-- START OF Stored records --

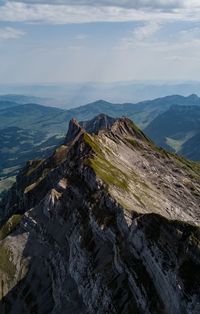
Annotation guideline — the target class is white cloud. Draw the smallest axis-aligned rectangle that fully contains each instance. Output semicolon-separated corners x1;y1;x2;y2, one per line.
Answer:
0;0;200;24
7;0;183;9
133;22;160;41
0;27;25;40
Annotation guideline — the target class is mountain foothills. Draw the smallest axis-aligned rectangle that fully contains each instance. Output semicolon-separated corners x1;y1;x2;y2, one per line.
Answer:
0;115;200;314
0;95;200;193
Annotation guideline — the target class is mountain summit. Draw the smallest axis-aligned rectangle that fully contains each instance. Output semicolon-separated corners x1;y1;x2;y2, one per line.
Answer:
0;115;200;314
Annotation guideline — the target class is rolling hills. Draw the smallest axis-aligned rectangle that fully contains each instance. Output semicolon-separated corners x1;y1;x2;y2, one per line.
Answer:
0;95;200;192
0;115;200;314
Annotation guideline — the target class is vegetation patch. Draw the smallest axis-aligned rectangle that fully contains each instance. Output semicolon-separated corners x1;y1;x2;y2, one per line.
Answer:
84;133;128;190
0;215;22;241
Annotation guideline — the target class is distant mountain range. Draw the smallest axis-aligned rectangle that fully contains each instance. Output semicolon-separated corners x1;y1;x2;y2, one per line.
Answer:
0;81;200;109
0;114;200;314
0;94;200;196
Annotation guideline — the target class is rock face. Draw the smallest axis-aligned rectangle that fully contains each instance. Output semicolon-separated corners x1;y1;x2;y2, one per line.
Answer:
0;118;200;314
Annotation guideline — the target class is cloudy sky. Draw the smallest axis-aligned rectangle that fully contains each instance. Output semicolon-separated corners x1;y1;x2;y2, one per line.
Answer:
0;0;200;84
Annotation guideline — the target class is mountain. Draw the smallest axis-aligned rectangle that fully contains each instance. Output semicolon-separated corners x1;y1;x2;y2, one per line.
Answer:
0;81;200;109
0;95;200;193
144;106;200;160
0;117;200;314
179;131;200;161
0;100;19;110
0;94;47;105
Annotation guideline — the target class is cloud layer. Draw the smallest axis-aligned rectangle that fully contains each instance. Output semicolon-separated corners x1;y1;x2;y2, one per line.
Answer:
0;27;25;40
0;0;200;24
7;0;183;9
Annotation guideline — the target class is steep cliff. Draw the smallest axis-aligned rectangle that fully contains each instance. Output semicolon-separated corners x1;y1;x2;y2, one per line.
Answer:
0;118;200;314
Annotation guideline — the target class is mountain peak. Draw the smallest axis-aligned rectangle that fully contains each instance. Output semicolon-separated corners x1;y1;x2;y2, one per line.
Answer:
80;113;116;134
0;115;200;314
64;118;84;144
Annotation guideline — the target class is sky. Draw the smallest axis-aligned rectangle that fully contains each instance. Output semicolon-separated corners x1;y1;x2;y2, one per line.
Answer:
0;0;200;84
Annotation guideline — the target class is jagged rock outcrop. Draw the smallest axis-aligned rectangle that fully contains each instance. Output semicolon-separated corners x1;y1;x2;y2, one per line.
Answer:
0;114;200;314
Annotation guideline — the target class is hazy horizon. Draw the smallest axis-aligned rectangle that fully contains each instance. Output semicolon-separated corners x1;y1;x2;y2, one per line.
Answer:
0;0;200;84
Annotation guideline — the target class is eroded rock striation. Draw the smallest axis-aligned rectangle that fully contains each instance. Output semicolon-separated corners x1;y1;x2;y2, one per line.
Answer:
0;117;200;314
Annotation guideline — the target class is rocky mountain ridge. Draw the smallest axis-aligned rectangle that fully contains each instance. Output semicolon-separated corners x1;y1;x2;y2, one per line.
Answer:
0;117;200;314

-- END OF Stored records --

▶ **Set problem**:
Rewrite every row above with "axis-aligned rectangle" swapped for "axis-aligned box" and everything else left unchanged. Omit the pictures.

▶ **Task output**:
Annotation guideline — the target class is white cloud. Draw the smallest axis-aligned box that fully contains each instance. Output semicolon-separated corners x1;y1;x2;y2, one per line.
Answer:
0;0;200;24
7;0;183;9
133;22;160;41
0;27;25;40
Annotation guideline — the target class is mountain foothills. Draw the smallest axis-aligned box that fully contains each instance. Output semicolon-separated corners x1;y1;x2;y2, one per line.
Answer:
0;115;200;314
0;95;200;193
Annotation guideline — the target class is mountain summit. Draw the smallest axis-aligned box that fully contains each instance. Output semicolon-separated corners x1;y1;x2;y2, one per line.
Answer:
0;115;200;314
Annotation guideline — the target class is rolling hills. Draw the smallest axis-aligned box that fully contains each instance. Output semicolon-separated corners x1;y1;x2;y2, one per line.
Answer:
0;95;200;192
0;115;200;314
Annotation guideline — the target class is vegetation patch. Draw the smallest axis-aligned box that fully contains each instance. Output semicolon-separated corners x1;y1;x2;y2, one per line.
Answer:
84;133;128;190
0;215;22;241
Annotation guideline — the target class is distant mountain range. Draw the smallest axis-aligned box that fully contains each instance. Output semicolon-separated corners x1;y1;x2;y2, one per line.
Answer:
0;81;200;109
0;114;200;314
0;94;200;196
Annotation guideline — the target class is rock face. Draw the smallest axis-aligned box that fully contains each instance. Output semicolon-separated corners x1;y1;x2;y2, one per line.
Answer:
0;118;200;314
Annotation guideline — the target class is cloudy sky. Draw the smallest axis-aligned box that fully contains each instance. Output semicolon-separated corners x1;y1;x2;y2, one per line.
Answer:
0;0;200;84
Annotation guideline — the target class is mountain. Draw the smallest axis-aligned box that fully contains each instance. Output semicolon-separated corners x1;y1;x2;y2, one per line.
Answer:
0;81;200;109
0;95;200;193
144;106;200;160
0;117;200;314
179;131;200;161
0;100;19;110
0;94;47;105
Annotation guideline — the target class is cloud layer. Draw the smallest axis-aligned box that fully contains each instance. Output semicolon-separated corners x1;y1;x2;y2, one per line.
Answer:
0;27;25;40
0;0;200;24
7;0;183;9
Annotation guideline — the target class is steep cliff. Draw the smallest axis-aligned box that fully contains each instance. Output semicolon-separated corners x1;y1;x2;y2, one per line.
Answer:
0;118;200;314
Annotation guideline — the target class is mountain peak. Draw the smallest axis-aligned box that fully contains each instance. Output semicolon-separated corners x1;y1;x2;y2, one per line.
Answer:
80;113;116;134
0;115;200;314
64;118;84;144
Annotation guideline — the target class is sky. Draw the smallest axis-aligned box that fully contains each instance. Output semicolon-separated corners x1;y1;x2;y2, one per line.
Answer:
0;0;200;84
Annotation guideline — the target class is jagged rock outcrop. Draw the smallest axis-aligned box that fully contains each instance. Output semicolon-separated corners x1;y1;x2;y2, one per line.
Answer:
0;114;200;314
Annotation guideline — the target class is hazy horizon. Draw the smallest axis-aligned box that fully contains each instance. Output semicolon-separated corners x1;y1;x2;y2, one per line.
Answer:
0;0;200;84
Annotation guideline — the target class is eroded rock striation. Draw the smallest axis-aligned box that fully contains each instance. Output semicolon-separated corners x1;y1;x2;y2, one per line.
Answer:
0;117;200;314
Annotation guideline — the target class is rocky mountain ridge. Draw the smallest axis-aligned box that fully contains each instance. Output semicolon-separated corners x1;y1;x2;y2, one per line.
Answer:
0;117;200;314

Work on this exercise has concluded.